BRIEF — Repeat the items word for word, from the line with "Mark the handrail, one" up to and including the line with "x=662 y=395".

DATA SHOWN —

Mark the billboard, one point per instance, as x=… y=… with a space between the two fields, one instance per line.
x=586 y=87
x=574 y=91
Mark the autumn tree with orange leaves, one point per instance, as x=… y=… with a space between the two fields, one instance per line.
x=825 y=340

==

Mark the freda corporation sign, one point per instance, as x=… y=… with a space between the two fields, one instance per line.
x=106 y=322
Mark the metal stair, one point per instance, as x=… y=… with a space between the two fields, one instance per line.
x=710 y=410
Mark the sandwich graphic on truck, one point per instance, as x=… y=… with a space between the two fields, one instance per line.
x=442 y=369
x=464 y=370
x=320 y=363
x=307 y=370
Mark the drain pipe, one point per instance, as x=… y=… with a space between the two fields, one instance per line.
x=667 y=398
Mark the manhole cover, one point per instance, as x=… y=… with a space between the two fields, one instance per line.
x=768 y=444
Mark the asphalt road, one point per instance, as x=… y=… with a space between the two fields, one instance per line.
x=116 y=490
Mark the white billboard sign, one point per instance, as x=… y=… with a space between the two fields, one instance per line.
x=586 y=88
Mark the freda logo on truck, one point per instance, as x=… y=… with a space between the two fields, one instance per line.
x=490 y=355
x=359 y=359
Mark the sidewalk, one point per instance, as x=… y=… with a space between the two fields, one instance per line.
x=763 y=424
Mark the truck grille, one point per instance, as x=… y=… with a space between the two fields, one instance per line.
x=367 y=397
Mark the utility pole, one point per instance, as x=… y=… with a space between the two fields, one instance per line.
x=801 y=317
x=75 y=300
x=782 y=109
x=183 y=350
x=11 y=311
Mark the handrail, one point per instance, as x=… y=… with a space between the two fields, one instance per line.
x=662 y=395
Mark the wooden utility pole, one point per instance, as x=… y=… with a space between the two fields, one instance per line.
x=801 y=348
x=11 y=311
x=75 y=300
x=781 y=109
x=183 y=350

TASK OUTPUT —
Mark the handrail, one point per instance, as x=… y=… with a space between the two fields, one instance per line.
x=662 y=395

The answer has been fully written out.